** GIVEN DATA follows **
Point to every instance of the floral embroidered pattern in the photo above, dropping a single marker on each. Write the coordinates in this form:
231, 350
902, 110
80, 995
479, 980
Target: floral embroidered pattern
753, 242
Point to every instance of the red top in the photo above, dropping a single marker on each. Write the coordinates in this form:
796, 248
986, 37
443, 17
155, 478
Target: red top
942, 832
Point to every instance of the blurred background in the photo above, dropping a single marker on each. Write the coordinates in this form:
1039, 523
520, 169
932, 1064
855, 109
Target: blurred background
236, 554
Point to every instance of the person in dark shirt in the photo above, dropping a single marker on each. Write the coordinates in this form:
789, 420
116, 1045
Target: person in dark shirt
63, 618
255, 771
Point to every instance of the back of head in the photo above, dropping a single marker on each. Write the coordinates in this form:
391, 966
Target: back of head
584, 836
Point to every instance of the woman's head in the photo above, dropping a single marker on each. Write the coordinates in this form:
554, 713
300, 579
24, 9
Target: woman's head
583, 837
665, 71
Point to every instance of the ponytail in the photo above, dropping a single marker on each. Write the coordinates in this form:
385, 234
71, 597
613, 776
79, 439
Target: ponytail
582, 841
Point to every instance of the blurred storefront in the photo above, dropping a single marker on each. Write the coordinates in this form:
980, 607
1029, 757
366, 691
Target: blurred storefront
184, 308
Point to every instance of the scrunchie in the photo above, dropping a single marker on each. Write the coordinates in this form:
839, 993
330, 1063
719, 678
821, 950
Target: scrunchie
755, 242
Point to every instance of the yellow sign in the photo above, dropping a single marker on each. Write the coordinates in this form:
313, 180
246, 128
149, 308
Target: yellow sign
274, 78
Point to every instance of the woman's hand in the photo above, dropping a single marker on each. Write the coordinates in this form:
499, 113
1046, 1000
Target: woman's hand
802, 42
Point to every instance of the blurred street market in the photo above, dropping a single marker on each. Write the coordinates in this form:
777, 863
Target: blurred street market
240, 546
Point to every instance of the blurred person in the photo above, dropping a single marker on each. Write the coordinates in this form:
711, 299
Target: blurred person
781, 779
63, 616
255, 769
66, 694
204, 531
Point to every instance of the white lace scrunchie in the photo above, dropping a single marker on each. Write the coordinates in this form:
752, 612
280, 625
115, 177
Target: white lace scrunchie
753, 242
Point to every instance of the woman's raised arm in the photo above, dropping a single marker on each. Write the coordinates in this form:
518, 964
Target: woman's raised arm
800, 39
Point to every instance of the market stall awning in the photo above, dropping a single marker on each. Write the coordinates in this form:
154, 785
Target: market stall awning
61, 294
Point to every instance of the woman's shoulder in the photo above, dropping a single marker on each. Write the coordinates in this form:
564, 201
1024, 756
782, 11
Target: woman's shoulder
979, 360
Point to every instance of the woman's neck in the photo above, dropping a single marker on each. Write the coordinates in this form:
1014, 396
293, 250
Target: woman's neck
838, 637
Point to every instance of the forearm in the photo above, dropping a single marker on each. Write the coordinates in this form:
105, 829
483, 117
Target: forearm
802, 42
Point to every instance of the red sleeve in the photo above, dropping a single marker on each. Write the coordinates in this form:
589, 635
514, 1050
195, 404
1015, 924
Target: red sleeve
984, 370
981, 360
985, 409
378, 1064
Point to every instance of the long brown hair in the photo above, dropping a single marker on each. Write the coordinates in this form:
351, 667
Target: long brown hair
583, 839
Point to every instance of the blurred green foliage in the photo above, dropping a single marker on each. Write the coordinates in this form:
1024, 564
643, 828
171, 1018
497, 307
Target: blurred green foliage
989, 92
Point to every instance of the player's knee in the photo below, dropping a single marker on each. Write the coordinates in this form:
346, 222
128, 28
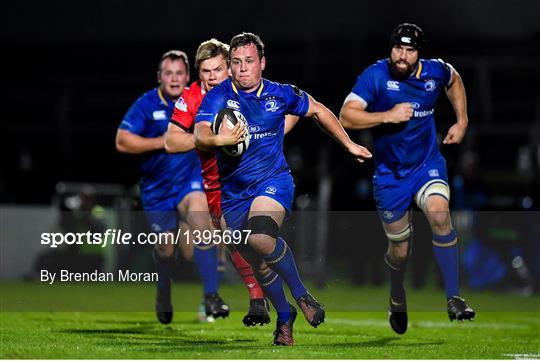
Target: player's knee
263, 233
263, 225
400, 235
440, 221
397, 253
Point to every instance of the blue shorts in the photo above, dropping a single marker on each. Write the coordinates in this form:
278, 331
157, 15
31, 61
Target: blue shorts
279, 188
394, 197
162, 213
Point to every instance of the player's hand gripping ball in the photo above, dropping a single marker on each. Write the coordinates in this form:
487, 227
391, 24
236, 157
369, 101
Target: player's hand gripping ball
233, 117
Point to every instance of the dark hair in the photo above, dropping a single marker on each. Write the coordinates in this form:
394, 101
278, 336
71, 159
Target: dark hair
210, 49
244, 39
408, 34
174, 55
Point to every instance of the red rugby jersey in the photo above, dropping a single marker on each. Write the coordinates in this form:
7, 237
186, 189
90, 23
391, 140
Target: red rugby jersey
185, 109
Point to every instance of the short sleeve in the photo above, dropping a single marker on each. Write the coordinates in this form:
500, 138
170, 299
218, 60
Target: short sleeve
212, 103
446, 70
297, 100
135, 119
365, 86
183, 116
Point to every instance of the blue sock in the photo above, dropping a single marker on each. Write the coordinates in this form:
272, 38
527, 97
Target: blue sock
446, 253
272, 286
206, 260
164, 270
281, 260
397, 273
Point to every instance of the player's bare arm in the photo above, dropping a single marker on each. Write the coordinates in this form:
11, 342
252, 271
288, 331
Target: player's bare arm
354, 116
177, 140
130, 143
328, 121
456, 94
205, 138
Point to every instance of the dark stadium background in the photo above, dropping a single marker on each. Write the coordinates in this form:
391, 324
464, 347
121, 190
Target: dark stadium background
71, 70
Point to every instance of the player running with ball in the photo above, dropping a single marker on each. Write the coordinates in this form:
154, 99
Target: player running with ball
257, 188
211, 62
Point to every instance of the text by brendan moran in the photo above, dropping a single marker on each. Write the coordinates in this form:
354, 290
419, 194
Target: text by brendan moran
97, 276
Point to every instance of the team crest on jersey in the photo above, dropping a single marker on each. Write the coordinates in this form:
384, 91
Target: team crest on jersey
181, 104
159, 115
430, 85
297, 90
392, 85
271, 105
233, 104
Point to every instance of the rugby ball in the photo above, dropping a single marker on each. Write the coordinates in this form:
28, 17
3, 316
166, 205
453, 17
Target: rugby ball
232, 117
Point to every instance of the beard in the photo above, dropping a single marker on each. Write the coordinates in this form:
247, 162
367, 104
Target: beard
399, 73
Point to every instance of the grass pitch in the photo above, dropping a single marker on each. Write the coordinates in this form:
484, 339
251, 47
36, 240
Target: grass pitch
506, 327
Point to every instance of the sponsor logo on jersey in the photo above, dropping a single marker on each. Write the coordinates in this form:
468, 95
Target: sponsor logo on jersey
392, 85
159, 115
181, 104
257, 136
422, 113
430, 85
271, 105
233, 104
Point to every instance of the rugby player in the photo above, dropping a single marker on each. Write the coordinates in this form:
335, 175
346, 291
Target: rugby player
257, 188
211, 62
170, 184
396, 97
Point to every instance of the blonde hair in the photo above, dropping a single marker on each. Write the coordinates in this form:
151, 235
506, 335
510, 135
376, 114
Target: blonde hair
210, 49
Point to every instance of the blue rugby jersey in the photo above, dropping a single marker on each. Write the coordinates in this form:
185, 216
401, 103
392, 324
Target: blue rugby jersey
264, 110
163, 175
402, 148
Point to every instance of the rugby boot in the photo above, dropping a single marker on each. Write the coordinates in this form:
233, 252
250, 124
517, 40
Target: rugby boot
** End of GIVEN DATA **
- WHAT TO DO -
Display each line of the data where "boot" occurs.

- EXPECTED OUTPUT -
Point to every instance of the rugby boot in the photo above, dropping a single marker on each. Write the coordinates in this form:
Target: rugby boot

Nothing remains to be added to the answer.